* **BLOC DE TEXTE**
★ ★ ★ ★

La vie de rêve, pour moi, ça n’a jamais été de siroter un cocktail au bord de la plage, à 50 mètres de son hôtel de luxe, le temps de se reposer pendant deux semaines de vacances.
J’ai découvert la vie de rêve en 2010 en Australie, sans billet retour. Cette vie consistait à dormir à trois dans une berline, à se doucher dans la nature ou dans les toilettes publiques et à avancer chaque jour vers de nouveaux paysages. Dans cette vie, il n’y avait besoin d’aucune voiture de luxe pour montrer sa réussite, d’aucun nouveau vêtement à la mode et d’aucun besoin de reconnaissance ou de faire carrière. Chaque journée était une nouvelle petite aventure et découvrir l’étranger et vivre simplement était suffisant. Souvent je me demande ce que j’aurais fait si le voyage n’avait pas eu une place centrale dans ma vie pendant plus de dix ans. Avant même d’avoir fait un tour du monde, j’écrivais, avec un peu de prétention, qu’il ne faut pas beaucoup de chance pour faire le tour du monde. Je pense que ma véritable chance, c’est d’avoir su à certains moments de ma vie ce que je voulais véritablement et d’avoir ainsi eu la volonté nécessaire pour aller au bout de mes petits rêves.

★ ★ ★ ★

* **CONSIGNES**
• A. Recopiez le passage du texte sur la vie de rêve qui va de « La vie de rêve, pour » à « semaines de vacances. ».
• B. Énumérez les activités qui, selon le texte sur la vie de rêve, constituaient la vie découverte en Australie en 2010.

★ ★ ★ ★

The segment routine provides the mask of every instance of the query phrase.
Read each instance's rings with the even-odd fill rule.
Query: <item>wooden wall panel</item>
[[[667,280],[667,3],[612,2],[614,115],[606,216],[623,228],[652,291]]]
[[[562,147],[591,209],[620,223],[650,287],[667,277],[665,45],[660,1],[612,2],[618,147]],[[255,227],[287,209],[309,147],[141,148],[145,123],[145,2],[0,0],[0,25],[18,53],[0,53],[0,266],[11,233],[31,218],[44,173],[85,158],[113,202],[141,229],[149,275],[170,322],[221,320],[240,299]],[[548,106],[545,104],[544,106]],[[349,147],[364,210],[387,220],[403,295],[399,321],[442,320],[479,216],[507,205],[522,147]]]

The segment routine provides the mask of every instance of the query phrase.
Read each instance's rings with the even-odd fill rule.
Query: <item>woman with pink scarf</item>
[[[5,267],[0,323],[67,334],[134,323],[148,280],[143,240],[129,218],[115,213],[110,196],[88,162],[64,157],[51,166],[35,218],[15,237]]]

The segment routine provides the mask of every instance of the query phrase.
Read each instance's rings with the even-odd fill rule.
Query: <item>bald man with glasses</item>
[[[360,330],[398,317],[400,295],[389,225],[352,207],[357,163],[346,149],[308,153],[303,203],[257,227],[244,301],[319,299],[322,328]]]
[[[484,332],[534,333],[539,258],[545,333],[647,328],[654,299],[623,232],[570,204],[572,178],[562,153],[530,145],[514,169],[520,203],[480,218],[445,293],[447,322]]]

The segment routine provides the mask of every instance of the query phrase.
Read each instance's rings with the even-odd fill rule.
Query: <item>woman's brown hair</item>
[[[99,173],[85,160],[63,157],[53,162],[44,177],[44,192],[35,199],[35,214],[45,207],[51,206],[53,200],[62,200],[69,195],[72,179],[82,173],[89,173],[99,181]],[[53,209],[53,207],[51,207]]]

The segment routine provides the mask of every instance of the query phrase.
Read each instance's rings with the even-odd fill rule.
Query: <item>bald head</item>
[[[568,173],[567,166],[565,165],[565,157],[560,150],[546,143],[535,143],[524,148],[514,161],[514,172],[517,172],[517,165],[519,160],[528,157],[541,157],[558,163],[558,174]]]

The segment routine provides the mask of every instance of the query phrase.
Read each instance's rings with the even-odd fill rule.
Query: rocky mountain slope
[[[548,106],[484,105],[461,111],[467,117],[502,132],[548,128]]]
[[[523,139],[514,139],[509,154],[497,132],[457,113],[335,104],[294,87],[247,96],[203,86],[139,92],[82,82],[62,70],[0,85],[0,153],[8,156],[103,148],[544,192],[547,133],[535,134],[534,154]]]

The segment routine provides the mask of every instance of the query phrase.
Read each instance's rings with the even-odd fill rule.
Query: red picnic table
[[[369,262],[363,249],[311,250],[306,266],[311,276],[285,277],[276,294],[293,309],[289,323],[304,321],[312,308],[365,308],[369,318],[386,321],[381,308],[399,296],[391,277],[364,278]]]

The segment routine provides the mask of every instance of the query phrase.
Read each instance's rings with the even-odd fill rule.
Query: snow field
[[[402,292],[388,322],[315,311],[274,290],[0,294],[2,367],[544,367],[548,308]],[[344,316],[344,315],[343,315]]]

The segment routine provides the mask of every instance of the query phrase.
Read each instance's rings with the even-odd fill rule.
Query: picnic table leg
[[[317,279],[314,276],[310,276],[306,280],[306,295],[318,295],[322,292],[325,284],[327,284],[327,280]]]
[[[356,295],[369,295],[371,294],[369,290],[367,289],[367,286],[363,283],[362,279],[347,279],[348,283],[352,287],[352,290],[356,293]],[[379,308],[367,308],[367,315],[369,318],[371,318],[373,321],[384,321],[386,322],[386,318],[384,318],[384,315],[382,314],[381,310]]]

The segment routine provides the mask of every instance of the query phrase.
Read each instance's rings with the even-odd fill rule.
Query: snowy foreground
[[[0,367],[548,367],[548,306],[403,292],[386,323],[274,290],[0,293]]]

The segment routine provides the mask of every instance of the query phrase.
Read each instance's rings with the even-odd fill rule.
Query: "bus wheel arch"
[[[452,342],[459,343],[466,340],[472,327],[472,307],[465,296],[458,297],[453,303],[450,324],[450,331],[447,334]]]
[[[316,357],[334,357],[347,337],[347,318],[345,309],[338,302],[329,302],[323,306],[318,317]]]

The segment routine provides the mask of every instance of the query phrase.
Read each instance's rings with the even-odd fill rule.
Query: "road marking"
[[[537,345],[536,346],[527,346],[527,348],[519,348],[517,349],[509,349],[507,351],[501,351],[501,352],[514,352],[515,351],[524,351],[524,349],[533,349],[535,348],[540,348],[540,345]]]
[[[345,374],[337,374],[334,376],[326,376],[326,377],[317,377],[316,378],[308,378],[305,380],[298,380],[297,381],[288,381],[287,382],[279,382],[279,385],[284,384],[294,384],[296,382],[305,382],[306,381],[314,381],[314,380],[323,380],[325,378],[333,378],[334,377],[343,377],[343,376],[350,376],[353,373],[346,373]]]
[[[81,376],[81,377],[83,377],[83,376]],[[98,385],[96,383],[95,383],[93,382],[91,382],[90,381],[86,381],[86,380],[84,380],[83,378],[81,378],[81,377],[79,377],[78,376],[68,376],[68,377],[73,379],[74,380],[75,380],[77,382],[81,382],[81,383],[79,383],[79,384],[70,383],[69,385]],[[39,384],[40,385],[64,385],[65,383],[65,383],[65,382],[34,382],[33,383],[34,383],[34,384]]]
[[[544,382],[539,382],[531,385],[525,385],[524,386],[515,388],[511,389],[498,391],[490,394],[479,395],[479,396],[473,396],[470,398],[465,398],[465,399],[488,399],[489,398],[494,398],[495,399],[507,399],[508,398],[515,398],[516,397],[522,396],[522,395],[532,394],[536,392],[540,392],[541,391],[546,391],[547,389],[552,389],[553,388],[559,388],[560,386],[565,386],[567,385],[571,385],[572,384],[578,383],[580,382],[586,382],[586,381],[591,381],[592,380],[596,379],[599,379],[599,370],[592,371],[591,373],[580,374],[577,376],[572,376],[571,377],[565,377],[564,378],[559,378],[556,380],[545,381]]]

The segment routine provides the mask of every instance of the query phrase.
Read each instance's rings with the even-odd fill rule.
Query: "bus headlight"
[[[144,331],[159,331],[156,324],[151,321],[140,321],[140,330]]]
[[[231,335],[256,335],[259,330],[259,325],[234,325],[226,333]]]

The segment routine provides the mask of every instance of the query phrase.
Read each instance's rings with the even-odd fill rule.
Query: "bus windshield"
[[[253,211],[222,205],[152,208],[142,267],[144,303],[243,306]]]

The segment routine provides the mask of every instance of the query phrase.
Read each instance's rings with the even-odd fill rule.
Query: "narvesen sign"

★ ★ ★ ★

* **RÉPONSES AUX CONSIGNES**
• A.
La vie de rêve, pour moi, ça n’a jamais été de siroter un cocktail au bord de la plage, à 50 mètres de son hôtel de luxe, le temps de se reposer pendant deux semaines de vacances.

• B.
- dormir à trois dans une berline
- se doucher dans la nature ou dans les toilettes publiques
- avancer chaque jour vers de nouveaux paysages